● **Entries provided**
_ _ _ _

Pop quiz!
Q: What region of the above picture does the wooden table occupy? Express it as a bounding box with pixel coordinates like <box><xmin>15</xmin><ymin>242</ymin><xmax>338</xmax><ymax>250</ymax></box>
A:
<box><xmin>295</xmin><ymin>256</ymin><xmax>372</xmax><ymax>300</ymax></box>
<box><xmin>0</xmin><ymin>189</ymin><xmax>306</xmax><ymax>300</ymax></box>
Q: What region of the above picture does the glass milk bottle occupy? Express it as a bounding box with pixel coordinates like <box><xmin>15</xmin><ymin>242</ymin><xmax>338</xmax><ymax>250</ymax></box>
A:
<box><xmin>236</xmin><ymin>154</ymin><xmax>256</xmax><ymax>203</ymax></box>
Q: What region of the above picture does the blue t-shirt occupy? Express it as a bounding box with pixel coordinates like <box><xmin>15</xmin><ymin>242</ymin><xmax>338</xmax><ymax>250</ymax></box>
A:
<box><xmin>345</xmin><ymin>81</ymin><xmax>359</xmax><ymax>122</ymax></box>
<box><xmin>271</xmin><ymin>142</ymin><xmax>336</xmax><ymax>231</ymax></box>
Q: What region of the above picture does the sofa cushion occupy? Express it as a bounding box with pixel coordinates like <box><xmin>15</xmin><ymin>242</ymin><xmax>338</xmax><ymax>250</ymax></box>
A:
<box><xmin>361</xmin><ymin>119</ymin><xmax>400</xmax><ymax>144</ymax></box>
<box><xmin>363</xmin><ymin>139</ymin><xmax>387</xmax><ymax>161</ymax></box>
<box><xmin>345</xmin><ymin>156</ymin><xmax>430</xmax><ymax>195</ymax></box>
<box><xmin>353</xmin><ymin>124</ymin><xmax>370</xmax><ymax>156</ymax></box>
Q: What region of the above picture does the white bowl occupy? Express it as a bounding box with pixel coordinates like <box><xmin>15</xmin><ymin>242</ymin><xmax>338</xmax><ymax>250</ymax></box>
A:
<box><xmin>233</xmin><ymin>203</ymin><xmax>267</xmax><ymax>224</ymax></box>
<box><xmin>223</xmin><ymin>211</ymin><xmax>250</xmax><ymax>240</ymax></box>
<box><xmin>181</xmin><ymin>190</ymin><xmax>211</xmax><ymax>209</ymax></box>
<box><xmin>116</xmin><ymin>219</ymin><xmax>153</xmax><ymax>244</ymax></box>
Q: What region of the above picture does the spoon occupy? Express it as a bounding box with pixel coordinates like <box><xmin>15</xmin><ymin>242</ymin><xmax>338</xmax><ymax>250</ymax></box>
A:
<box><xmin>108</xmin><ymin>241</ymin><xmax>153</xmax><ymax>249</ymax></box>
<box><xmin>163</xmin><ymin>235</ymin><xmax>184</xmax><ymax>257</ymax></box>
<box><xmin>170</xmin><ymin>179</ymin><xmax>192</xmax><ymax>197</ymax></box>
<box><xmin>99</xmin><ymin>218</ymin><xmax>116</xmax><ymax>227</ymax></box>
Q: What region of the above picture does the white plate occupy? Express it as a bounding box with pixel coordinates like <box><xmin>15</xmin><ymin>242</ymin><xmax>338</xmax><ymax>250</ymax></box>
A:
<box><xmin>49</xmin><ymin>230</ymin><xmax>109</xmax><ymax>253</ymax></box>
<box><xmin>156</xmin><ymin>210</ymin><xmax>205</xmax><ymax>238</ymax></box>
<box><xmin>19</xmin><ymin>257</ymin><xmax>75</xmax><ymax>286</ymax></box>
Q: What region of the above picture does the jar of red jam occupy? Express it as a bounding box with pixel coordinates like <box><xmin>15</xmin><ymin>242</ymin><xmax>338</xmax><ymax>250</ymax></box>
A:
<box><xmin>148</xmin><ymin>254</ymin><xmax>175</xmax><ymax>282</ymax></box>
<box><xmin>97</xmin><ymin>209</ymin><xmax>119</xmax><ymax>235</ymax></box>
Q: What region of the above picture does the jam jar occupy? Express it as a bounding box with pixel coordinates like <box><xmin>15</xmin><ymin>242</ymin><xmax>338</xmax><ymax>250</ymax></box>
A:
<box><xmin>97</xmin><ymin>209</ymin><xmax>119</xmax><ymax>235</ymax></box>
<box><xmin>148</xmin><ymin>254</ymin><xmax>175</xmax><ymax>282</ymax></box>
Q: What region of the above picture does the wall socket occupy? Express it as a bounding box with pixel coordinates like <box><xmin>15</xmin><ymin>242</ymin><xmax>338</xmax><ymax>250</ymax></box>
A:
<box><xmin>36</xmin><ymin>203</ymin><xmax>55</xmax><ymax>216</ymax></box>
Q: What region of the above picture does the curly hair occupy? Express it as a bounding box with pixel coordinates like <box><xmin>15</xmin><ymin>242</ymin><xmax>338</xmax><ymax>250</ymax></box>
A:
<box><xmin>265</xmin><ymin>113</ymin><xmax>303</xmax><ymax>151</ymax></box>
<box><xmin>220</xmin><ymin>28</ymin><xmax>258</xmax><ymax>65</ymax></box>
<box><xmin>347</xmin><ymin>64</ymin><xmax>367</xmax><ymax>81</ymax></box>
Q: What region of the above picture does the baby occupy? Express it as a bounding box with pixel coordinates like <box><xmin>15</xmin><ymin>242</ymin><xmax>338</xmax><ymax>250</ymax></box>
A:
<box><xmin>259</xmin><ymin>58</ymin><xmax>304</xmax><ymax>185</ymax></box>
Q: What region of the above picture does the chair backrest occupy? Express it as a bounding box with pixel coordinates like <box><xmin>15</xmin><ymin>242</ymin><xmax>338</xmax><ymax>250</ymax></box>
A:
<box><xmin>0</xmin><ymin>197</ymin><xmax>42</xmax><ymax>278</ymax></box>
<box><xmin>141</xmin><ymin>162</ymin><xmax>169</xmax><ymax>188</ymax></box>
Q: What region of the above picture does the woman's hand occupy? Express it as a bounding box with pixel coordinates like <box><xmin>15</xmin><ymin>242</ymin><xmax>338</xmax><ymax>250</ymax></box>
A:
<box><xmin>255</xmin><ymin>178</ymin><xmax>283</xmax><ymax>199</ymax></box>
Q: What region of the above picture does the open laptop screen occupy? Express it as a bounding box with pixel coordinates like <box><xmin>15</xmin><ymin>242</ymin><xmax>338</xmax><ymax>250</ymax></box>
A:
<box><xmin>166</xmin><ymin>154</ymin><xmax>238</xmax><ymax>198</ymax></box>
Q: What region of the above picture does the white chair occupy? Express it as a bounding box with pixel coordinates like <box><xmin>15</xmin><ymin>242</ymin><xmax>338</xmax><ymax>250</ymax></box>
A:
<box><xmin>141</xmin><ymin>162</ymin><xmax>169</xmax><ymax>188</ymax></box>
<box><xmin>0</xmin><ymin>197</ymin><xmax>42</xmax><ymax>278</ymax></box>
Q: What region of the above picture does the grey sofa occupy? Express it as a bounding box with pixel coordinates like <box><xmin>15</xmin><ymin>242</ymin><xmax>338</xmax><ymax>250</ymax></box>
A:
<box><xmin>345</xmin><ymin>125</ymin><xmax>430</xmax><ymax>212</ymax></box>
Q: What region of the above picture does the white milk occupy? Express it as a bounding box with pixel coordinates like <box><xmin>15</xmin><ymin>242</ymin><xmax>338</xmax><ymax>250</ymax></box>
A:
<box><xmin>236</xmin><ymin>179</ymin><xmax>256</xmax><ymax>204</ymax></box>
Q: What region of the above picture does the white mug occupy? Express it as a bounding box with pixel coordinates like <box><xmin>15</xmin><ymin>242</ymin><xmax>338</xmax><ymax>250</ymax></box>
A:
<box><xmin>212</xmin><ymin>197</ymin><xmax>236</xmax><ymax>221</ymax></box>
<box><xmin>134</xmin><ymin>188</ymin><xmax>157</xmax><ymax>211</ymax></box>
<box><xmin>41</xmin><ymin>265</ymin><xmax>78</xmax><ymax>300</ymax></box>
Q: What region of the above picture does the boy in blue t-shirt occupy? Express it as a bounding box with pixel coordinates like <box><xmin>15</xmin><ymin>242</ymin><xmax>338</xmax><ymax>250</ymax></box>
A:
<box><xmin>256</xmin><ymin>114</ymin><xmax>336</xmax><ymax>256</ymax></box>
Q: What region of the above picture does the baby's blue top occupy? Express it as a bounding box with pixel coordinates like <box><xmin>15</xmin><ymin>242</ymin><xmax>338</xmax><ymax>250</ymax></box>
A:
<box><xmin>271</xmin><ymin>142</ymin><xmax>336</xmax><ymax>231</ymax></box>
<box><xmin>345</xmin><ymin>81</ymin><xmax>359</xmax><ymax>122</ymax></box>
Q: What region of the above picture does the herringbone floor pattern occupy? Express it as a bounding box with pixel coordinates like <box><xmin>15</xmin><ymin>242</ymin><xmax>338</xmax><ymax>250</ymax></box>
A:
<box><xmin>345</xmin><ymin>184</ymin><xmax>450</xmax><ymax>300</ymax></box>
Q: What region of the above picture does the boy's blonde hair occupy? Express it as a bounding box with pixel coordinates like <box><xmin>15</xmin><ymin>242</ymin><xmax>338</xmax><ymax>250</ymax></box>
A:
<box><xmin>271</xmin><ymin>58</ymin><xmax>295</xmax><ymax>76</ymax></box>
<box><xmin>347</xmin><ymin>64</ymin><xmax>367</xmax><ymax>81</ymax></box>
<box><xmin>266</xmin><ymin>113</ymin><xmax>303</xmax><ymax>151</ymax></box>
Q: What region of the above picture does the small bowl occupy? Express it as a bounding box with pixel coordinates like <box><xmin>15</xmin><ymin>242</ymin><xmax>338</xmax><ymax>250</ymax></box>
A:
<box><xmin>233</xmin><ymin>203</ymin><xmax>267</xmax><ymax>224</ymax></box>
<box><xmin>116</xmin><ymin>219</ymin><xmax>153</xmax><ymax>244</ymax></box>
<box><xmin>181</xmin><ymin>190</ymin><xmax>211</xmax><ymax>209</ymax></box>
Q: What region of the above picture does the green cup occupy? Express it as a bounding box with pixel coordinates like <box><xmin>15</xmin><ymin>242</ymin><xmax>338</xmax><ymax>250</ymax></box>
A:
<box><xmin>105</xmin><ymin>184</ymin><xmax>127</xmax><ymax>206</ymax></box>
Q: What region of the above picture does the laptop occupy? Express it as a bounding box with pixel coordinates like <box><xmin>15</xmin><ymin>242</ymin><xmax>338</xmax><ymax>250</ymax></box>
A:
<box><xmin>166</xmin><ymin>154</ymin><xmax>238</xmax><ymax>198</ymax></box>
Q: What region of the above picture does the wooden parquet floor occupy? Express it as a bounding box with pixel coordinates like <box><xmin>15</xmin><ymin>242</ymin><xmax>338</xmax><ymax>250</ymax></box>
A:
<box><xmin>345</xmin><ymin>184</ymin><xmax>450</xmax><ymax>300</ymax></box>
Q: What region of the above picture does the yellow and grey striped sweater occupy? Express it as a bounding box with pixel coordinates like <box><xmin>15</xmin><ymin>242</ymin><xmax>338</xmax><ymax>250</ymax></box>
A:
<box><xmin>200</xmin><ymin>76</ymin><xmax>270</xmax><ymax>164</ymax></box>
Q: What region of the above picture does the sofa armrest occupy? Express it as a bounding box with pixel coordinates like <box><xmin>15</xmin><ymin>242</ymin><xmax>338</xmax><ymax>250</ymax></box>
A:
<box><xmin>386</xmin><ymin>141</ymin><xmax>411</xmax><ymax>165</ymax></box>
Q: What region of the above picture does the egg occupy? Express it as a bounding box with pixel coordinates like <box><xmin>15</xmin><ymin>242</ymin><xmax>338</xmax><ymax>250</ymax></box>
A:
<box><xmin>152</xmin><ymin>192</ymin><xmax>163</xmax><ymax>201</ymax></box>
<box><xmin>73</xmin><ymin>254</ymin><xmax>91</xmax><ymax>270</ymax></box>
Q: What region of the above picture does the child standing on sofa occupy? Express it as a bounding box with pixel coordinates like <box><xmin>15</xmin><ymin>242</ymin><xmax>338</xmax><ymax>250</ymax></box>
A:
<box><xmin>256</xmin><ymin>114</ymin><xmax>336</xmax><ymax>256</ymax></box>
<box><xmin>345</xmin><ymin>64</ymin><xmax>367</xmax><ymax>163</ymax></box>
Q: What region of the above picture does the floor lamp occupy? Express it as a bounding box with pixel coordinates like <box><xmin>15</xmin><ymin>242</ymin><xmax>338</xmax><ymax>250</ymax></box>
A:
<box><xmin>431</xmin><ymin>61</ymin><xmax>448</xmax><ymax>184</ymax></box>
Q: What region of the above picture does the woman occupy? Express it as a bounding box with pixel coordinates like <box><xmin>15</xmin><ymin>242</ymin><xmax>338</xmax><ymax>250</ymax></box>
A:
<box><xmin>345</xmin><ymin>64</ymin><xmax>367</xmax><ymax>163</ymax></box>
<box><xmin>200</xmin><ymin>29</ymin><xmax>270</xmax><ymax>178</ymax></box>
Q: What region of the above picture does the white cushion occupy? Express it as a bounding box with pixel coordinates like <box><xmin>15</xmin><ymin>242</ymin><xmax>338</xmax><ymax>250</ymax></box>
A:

_ _ _ _

Collect every line of the data above that contains the word "laptop" and copy each one in full.

● **Result of this task**
Q: What region of the above picture does the open laptop screen occupy? Express it as a bounding box with pixel coordinates like <box><xmin>15</xmin><ymin>242</ymin><xmax>338</xmax><ymax>250</ymax></box>
Q: What region of the above picture does the laptop occupy? Express it as a bounding box with pixel coordinates like <box><xmin>15</xmin><ymin>242</ymin><xmax>338</xmax><ymax>250</ymax></box>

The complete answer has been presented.